• PROBLEMS:
1. Rewrite the herb expo article starting at "Mereness and personal" and ending at "North Course Drive.", swapping "personal chef" for "private chef".
2. Carry on the article about the herb expo from the point where it stops.

==== QUOTED PASSAGE ====

Mereness and personal chef Blake Ellis, the owner of Eloquent Entrees in Sarasota, will inspire people to cook and bake with herbs during the "Herb Gardening and Culinary Expo" Oct. 24 from 2 to 5 p.m.
Members of the Elegant Gardeners Club of Sun City Center will host the expo, which includes a morning gardening session from 9 a.m. to noon in the Atrium's Florida Room, 941 North Course Drive.
"I'm real excited about the event," said Mereness, who grows rosemary, parsley, fennel, mint and oregano in her garden. "I love to cook. I grow all my fresh herbs."
She plants marigold flowers as a natural way to keep undesirable insects away from her herbs. She said beneficial insects such as butterflies love her herbs.
Mereness said she likes to show people how cooking with fresh herbs is preferable to using dry herbs.
"A lot of people aren't comfortable cooking with fresh herbs," she said. "A lot of people go to the grocery store and buy the dried herbs just because they are more comfortable with it and it's easier to store. Fresh herbs give a much fresher flavor and the smell alone when you start cooking with them is just overwhelming."

==== PROVIDED MATERIAL ====

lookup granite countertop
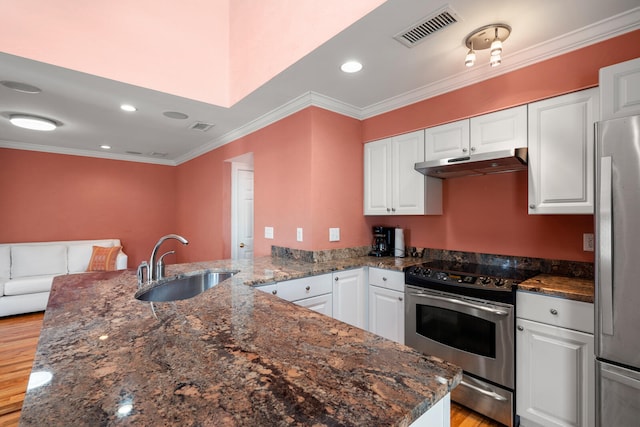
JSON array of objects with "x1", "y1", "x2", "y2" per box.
[
  {"x1": 518, "y1": 274, "x2": 594, "y2": 303},
  {"x1": 20, "y1": 257, "x2": 461, "y2": 426}
]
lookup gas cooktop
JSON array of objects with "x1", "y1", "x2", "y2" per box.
[{"x1": 404, "y1": 260, "x2": 538, "y2": 302}]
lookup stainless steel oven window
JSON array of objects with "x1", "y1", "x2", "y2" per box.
[
  {"x1": 405, "y1": 285, "x2": 515, "y2": 389},
  {"x1": 416, "y1": 304, "x2": 496, "y2": 359}
]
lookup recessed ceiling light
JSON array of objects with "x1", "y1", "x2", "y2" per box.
[
  {"x1": 9, "y1": 114, "x2": 58, "y2": 131},
  {"x1": 162, "y1": 111, "x2": 189, "y2": 120},
  {"x1": 0, "y1": 80, "x2": 42, "y2": 93},
  {"x1": 340, "y1": 61, "x2": 362, "y2": 73}
]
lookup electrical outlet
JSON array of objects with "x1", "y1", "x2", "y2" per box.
[
  {"x1": 329, "y1": 228, "x2": 340, "y2": 242},
  {"x1": 264, "y1": 227, "x2": 273, "y2": 239}
]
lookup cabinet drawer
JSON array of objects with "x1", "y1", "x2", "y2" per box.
[
  {"x1": 277, "y1": 274, "x2": 333, "y2": 301},
  {"x1": 516, "y1": 291, "x2": 594, "y2": 334},
  {"x1": 369, "y1": 267, "x2": 404, "y2": 292}
]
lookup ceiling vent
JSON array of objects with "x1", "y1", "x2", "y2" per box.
[
  {"x1": 190, "y1": 122, "x2": 215, "y2": 132},
  {"x1": 393, "y1": 6, "x2": 459, "y2": 47}
]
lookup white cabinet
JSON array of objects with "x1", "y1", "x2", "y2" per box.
[
  {"x1": 600, "y1": 58, "x2": 640, "y2": 120},
  {"x1": 257, "y1": 274, "x2": 333, "y2": 316},
  {"x1": 424, "y1": 119, "x2": 469, "y2": 160},
  {"x1": 529, "y1": 88, "x2": 599, "y2": 214},
  {"x1": 516, "y1": 292, "x2": 595, "y2": 427},
  {"x1": 425, "y1": 105, "x2": 527, "y2": 160},
  {"x1": 369, "y1": 267, "x2": 404, "y2": 344},
  {"x1": 364, "y1": 131, "x2": 442, "y2": 215},
  {"x1": 333, "y1": 268, "x2": 367, "y2": 329}
]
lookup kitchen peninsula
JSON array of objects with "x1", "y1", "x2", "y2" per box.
[{"x1": 20, "y1": 258, "x2": 461, "y2": 426}]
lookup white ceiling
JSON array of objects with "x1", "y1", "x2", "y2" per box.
[{"x1": 0, "y1": 0, "x2": 640, "y2": 165}]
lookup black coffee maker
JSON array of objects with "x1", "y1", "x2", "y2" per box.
[{"x1": 369, "y1": 226, "x2": 395, "y2": 256}]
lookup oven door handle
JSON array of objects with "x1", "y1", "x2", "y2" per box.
[
  {"x1": 411, "y1": 292, "x2": 509, "y2": 316},
  {"x1": 460, "y1": 380, "x2": 507, "y2": 401}
]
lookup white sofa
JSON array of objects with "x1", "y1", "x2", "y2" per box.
[{"x1": 0, "y1": 239, "x2": 128, "y2": 316}]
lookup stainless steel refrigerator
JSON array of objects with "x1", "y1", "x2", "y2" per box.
[{"x1": 595, "y1": 116, "x2": 640, "y2": 427}]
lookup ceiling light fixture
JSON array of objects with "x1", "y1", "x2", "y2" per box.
[
  {"x1": 340, "y1": 61, "x2": 362, "y2": 73},
  {"x1": 464, "y1": 24, "x2": 511, "y2": 67},
  {"x1": 9, "y1": 114, "x2": 58, "y2": 131}
]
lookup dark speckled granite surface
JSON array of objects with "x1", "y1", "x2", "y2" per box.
[{"x1": 20, "y1": 258, "x2": 461, "y2": 426}]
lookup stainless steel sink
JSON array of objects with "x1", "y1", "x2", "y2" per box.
[{"x1": 135, "y1": 271, "x2": 236, "y2": 302}]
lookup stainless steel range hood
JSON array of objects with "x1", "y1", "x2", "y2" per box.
[{"x1": 415, "y1": 147, "x2": 527, "y2": 178}]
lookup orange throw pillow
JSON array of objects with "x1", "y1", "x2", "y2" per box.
[{"x1": 87, "y1": 246, "x2": 122, "y2": 271}]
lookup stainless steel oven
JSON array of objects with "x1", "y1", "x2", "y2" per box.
[{"x1": 405, "y1": 262, "x2": 535, "y2": 426}]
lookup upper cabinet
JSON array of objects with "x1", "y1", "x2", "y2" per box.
[
  {"x1": 364, "y1": 131, "x2": 442, "y2": 215},
  {"x1": 600, "y1": 58, "x2": 640, "y2": 120},
  {"x1": 424, "y1": 119, "x2": 469, "y2": 160},
  {"x1": 529, "y1": 88, "x2": 599, "y2": 214},
  {"x1": 425, "y1": 105, "x2": 527, "y2": 160}
]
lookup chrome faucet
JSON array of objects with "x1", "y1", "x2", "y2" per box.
[{"x1": 138, "y1": 234, "x2": 189, "y2": 287}]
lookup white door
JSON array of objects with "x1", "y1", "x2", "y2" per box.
[
  {"x1": 369, "y1": 286, "x2": 404, "y2": 344},
  {"x1": 516, "y1": 319, "x2": 595, "y2": 427},
  {"x1": 231, "y1": 163, "x2": 253, "y2": 259},
  {"x1": 333, "y1": 268, "x2": 367, "y2": 329}
]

====

• EXPECTED RESULTS:
1.
Mereness and private chef Blake Ellis, the owner of Eloquent Entrees in Sarasota, will inspire people to cook and bake with herbs during the "Herb Gardening and Culinary Expo" Oct. 24 from 2 to 5 p.m.
Members of the Elegant Gardeners Club of Sun City Center will host the expo, which includes a morning gardening session from 9 a.m. to noon in the Atrium's Florida Room, 941 North Course Drive.

2.
She pointed out growing herbs is more economical.
"It's much cheaper," Mereness said. "If I go out and buy a little pot of herbs for $2 and care for it, it will save me a bundle."
Penny Quinn of Kings Point, the program chairwoman for Elegant Gardeners Club of Sun City Center, said the event includes a morning informational session and an afternoon food and wine tasting.
"The expo is a first for the garden club," Quinn said. "It's fundraiser sends children to environmental camps."
Quinn said she is personally interested in learning more about growing herbs in container pots during the morning session from 9 a.m. to noon.
"Herbs can fit in to any garden style or landscape," Quinn said.
She said some of the experts who will speak include Kathy Oliver of My Mother's Garden Container, who will talk about gardening for herbs, and Willow LaMonte of Willow Herbal Delights, who will give tips for growing and cooking with organic herbs for health.
During the afternoon session from 2 to 5 p.m., Mereness' cold herb soup, the appetizer, will be paired with a sauvignon blanc. Her soup will be followed by a field greens salad tossed with a champagne and tarragon vinaigrette dressing. A pinot noir or chardonnay will be paired with the grilled chicken kebobs entree. Finally, they will serve a rosemary yellow cake with tea infused icing for dessert.
Chefs Blake and Shari appear frequently as guest chefs at the Rolling Pin in Brandon, according to Quinn.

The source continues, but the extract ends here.